## Exercise brief
Copy these rows without change, beginning at the line that contains "Which region of the image contains the car" and stopping after the line that contains "top-left (144, 330), bottom-right (164, 361)". Include both of those lines.

— START Records provided —

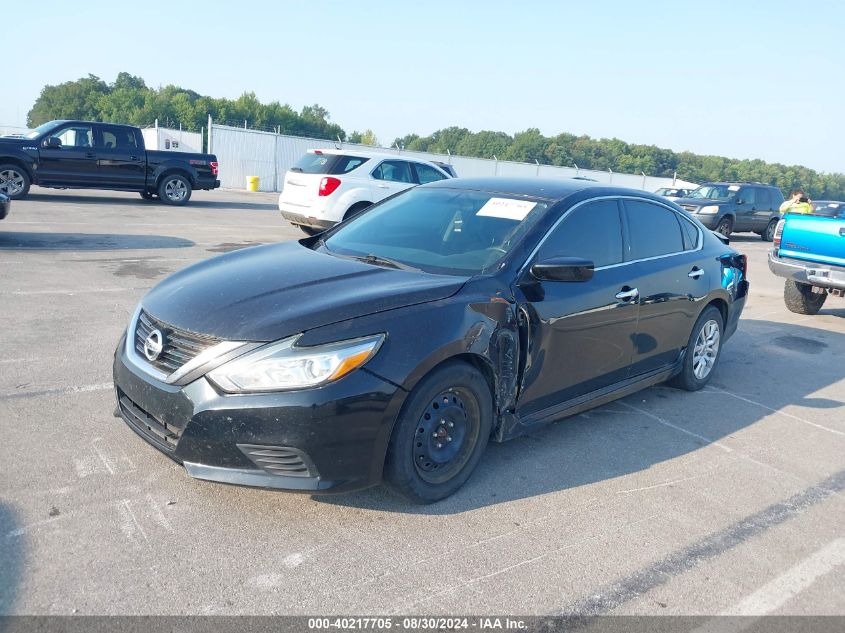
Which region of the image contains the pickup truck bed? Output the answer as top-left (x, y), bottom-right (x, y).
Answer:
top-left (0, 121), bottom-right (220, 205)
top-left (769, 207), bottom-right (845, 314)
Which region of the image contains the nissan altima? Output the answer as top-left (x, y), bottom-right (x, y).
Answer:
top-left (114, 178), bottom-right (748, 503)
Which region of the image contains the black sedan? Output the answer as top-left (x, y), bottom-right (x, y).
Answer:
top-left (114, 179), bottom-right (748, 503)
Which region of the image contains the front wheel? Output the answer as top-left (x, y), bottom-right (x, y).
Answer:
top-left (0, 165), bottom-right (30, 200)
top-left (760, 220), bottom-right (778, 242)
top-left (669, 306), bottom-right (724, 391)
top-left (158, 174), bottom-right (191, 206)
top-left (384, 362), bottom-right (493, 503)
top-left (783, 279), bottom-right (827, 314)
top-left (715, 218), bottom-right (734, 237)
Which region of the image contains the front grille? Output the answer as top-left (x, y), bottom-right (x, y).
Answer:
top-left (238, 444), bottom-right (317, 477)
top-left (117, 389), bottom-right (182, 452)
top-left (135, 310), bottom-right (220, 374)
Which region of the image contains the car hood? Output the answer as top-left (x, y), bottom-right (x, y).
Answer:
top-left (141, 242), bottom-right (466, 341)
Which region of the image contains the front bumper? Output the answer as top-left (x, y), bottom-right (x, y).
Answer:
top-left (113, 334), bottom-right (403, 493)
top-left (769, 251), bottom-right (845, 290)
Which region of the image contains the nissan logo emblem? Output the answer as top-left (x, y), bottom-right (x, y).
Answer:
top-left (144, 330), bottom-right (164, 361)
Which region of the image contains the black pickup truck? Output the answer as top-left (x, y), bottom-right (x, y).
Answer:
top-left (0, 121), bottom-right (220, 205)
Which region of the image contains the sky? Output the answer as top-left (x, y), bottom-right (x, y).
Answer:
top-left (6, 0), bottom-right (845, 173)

— END Records provided —
— START Records provided —

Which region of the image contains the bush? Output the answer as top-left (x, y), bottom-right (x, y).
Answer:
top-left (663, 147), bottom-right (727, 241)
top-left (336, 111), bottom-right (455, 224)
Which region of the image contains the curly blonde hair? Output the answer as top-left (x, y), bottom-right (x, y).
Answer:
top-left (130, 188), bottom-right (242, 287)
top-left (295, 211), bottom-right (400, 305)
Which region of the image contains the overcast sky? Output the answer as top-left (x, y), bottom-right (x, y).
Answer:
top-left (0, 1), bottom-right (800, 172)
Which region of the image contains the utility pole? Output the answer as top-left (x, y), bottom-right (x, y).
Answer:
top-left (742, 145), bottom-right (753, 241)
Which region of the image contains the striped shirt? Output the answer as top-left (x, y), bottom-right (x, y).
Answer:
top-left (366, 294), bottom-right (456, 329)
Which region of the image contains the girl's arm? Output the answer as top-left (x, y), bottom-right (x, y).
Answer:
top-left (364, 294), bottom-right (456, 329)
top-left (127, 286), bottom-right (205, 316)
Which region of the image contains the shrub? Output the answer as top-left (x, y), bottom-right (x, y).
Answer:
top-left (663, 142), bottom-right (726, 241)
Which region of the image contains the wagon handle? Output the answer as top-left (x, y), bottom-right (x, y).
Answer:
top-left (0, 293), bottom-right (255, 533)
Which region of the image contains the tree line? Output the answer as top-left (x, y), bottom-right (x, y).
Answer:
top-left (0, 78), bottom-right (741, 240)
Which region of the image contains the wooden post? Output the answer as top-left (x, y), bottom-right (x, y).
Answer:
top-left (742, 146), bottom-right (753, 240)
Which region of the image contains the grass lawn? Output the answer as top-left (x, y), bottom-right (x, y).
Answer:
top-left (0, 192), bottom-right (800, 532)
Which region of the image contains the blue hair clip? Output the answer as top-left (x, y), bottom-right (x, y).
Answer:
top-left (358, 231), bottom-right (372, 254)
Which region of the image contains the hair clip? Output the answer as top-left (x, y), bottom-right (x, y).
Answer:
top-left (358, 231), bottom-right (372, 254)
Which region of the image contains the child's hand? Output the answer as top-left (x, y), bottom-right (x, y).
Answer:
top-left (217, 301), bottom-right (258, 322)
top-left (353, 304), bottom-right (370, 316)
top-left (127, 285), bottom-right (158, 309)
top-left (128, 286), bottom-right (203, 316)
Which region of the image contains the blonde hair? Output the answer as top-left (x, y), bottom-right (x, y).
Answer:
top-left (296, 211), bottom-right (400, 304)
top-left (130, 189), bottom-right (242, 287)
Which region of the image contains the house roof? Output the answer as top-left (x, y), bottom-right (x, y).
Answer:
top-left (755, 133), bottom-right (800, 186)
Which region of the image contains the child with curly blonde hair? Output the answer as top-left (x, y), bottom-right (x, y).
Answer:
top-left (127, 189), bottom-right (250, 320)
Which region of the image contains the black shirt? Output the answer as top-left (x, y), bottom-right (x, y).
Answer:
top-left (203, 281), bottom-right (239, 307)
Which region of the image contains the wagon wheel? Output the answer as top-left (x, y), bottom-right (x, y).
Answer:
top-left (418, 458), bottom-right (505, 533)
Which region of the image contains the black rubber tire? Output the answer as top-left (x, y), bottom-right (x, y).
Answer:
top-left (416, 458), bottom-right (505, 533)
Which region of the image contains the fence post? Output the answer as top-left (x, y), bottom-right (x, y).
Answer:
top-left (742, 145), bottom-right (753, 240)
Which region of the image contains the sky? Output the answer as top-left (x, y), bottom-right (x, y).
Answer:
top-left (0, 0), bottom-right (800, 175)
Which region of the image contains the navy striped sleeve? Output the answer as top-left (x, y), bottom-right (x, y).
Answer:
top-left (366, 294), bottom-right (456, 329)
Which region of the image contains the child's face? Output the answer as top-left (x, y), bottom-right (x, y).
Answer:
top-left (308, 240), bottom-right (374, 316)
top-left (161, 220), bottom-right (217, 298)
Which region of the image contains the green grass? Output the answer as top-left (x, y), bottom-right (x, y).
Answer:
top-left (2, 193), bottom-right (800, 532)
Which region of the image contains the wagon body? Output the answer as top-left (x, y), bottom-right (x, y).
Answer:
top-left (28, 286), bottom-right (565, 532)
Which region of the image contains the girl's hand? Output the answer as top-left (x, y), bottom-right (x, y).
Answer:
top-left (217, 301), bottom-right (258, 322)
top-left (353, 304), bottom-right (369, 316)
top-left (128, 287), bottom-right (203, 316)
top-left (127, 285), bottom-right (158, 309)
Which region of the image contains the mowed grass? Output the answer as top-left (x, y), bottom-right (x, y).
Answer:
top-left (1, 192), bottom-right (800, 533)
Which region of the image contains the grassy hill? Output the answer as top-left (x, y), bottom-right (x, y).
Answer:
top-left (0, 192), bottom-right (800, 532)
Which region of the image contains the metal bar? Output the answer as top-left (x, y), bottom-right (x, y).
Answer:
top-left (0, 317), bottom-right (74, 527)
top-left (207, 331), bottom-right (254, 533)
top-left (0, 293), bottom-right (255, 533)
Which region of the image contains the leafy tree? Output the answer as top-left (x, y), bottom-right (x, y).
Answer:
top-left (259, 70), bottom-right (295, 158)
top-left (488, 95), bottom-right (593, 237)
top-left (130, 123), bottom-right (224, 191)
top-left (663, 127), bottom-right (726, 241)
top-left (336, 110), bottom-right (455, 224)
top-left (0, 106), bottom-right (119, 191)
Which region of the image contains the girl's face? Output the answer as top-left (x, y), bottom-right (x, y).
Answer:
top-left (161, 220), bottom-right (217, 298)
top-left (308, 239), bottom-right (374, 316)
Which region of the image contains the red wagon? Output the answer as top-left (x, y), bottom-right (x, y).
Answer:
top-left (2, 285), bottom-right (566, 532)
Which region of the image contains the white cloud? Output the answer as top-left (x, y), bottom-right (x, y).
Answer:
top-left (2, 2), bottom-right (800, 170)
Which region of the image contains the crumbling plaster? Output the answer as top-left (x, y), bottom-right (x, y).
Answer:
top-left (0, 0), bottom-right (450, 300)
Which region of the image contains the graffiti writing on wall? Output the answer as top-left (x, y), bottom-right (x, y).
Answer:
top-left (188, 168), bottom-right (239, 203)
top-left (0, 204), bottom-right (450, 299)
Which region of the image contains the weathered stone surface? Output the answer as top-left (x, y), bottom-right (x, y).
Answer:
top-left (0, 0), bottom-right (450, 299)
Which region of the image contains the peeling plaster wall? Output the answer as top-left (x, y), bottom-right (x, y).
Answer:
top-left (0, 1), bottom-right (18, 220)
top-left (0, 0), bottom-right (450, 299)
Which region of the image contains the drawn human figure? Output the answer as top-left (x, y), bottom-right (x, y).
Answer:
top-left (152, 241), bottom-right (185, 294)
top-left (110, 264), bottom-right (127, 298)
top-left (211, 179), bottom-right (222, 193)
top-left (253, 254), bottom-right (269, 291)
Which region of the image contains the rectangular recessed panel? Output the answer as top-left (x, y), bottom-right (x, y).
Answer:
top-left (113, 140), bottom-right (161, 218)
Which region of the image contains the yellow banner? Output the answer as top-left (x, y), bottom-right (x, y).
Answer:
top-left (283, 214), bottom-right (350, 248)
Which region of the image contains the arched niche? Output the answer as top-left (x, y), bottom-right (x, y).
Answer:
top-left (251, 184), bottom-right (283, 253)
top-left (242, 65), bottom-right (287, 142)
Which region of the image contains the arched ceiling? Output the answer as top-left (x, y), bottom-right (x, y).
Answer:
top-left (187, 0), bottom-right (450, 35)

— END Records provided —
— START Records provided —

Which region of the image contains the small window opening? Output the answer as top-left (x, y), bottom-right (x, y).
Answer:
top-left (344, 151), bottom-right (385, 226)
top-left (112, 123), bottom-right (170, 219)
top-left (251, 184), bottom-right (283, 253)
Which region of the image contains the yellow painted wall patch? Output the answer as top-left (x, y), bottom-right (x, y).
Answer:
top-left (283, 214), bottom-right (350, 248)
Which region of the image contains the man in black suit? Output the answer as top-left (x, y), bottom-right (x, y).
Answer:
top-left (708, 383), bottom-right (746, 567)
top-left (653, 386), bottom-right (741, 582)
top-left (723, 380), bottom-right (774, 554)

— END Records provided —

## Worked answer
Which region of the image contains the car hood? Output the answer as top-left (x, y), bottom-right (x, y).
Answer:
top-left (141, 242), bottom-right (466, 341)
Which region of the image contains the front bumper? Output the answer as top-left (x, y), bottom-right (x, y).
Answer:
top-left (113, 334), bottom-right (403, 493)
top-left (769, 251), bottom-right (845, 290)
Which region of the image contains the nissan logo emblem? Output the answer as top-left (x, y), bottom-right (x, y).
Answer:
top-left (144, 330), bottom-right (164, 361)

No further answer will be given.